Opinion

Africa’s Skills Gap Is an Industry Problem, Not an Education Crisis

Uganda factory workers processing raw materials into finished goods
Saturday, May 2, 2026

By Apollo Buregyeya

Uganda and much of sub-Saharan Africa face a skills crisis that is widely misdiagnosed. Conventional wisdom blames the education system – underfunded schools, undertrained teachers, curricula disconnected from the modern economy.

But this framing, however well-intentioned, mistakes the symptom for the disease. The deficit in skilled labor across the region is not, at its root, an education problem.

It is a commerce and industry problem.

The economies of most sub-Saharan nations are built primarily on the extraction and export of raw materials. At that level of economic activity, the demand for advanced skills is structurally limited.

Exporting unprocessed coffee does not require process engineers. Selling uncut minerals does not require skilled technicians. The economy is simply not organized in a way that generates meaningful demand for deep expertise – and where demand is absent, supply does not develop at scale.

And yet, a generation of policymakers, educators, and development practitioners continues to expect schools to produce highly skilled graduates for economies that have no structural use for them. When those graduates struggle to find relevant employment, the schools are blamed.

This is both intellectually dishonest and strategically counterproductive. It places an impossible burden on teachers to solve a problem that belongs to industry.

Education builds foundational knowledge and cultivates critical thinking. But skills – real, applied, durable skills – are forged through work: through repetition, exposure, responsibility, and consequence.

Industrial Ladder Is Also a Skills Ladder

The relationship between industrial development and skill formation is not incidental. It is structural. At the lowest rung of the development ladder, economies extract and ship raw materials, and the cognitive and technical demands are minimal.

Move one step up, toward basic processing, and suddenly technical ability is required: machine operation, quality control, supervision, and process management. Climb further into manufacturing and fabrication, and the requirements expand again – engineers, production managers, maintenance systems, and formalized training pipelines become essential.

■ DATA PROVIDED
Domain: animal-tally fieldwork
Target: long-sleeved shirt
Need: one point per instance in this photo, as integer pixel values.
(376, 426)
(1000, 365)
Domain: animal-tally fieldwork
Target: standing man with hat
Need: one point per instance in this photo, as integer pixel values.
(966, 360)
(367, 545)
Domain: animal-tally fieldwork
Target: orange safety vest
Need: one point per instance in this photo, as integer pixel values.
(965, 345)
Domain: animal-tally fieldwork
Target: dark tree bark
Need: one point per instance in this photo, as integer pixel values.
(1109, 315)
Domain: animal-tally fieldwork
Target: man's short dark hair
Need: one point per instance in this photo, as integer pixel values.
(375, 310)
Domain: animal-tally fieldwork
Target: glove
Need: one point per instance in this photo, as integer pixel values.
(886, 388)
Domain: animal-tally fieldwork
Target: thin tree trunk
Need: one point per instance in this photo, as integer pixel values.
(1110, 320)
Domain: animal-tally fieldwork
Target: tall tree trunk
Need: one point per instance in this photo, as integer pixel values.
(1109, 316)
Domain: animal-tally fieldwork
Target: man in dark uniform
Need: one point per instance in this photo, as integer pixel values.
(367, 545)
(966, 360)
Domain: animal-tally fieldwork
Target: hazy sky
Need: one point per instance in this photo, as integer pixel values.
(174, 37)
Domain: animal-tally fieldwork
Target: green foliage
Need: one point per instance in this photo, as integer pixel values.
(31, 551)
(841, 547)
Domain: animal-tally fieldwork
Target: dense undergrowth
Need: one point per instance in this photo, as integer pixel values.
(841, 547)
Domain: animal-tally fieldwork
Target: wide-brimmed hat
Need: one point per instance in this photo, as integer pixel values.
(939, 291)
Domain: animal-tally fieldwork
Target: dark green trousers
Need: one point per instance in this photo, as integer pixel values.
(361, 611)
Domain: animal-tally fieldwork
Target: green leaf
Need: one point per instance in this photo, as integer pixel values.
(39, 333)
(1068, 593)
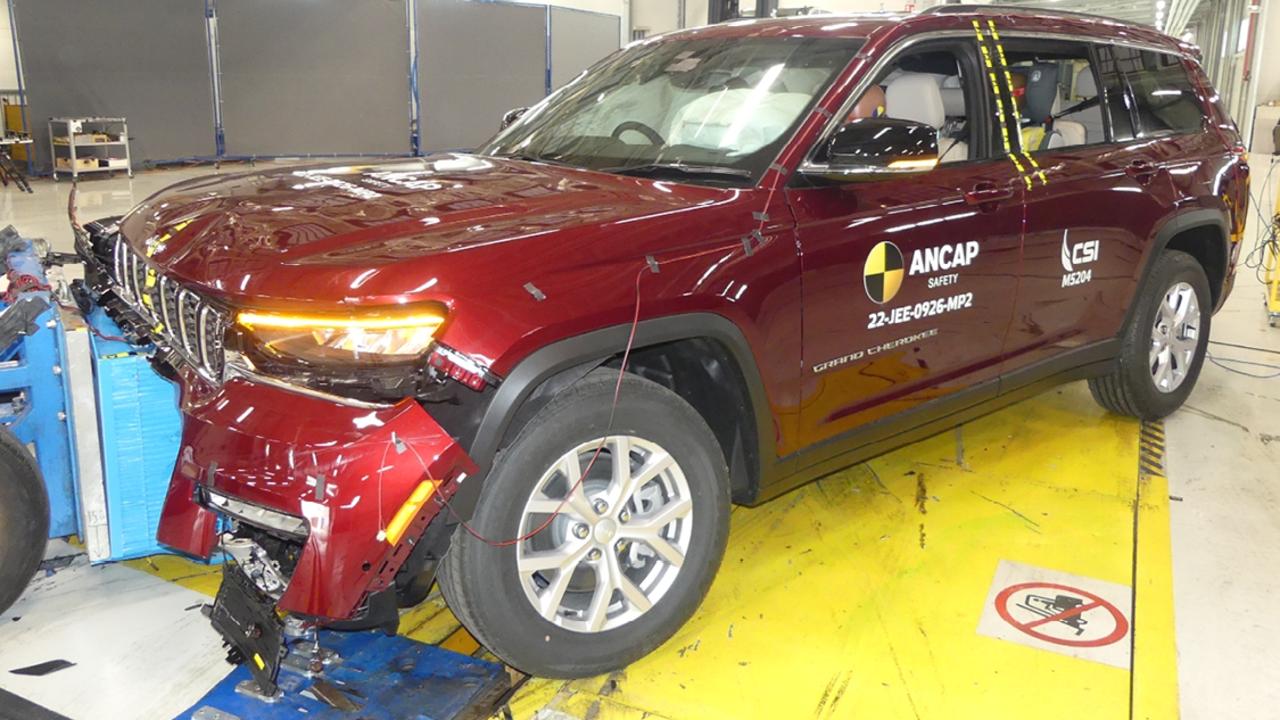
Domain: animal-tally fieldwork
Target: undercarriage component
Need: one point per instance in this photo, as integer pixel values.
(250, 627)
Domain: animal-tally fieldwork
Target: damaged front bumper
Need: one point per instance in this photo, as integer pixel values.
(356, 486)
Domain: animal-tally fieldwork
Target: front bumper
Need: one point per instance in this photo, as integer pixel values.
(346, 469)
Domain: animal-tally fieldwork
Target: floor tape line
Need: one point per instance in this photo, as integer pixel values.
(1153, 678)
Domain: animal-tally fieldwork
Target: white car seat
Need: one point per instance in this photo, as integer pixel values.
(740, 121)
(917, 96)
(1089, 118)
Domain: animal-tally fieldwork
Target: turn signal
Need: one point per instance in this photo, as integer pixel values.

■ ACTIVITY LIST
1) Please print the stretch of the skills-gap opinion piece from "Uganda factory workers" through "and industry problem.".
2) According to the skills-gap opinion piece, what are the economies of most sub-Saharan nations built primarily on?
3) Explain why the skills-gap opinion piece says demand for advanced skills is structurally limited in most sub-Saharan economies.
You can set aside the lines above.

■ RESPONSES FOR EACH TASK
1)
Uganda factory workers processing raw materials into finished goods
Saturday, May 2, 2026

By Apollo Buregyeya

Uganda and much of sub-Saharan Africa face a skills crisis that is widely misdiagnosed. Conventional wisdom blames the education system – underfunded schools, undertrained teachers, curricula disconnected from the modern economy.

But this framing, however well-intentioned, mistakes the symptom for the disease. The deficit in skilled labor across the region is not, at its root, an education problem.

It is a commerce and industry problem.

2) The extraction and export of raw materials.

3) These economies rest mainly on extracting and exporting raw materials, work that needs no deep expertise: exporting unprocessed coffee requires no process engineers, and selling uncut minerals requires no skilled technicians. Because the economy isn't organized to create demand for such expertise, the supply of it doesn't develop at scale.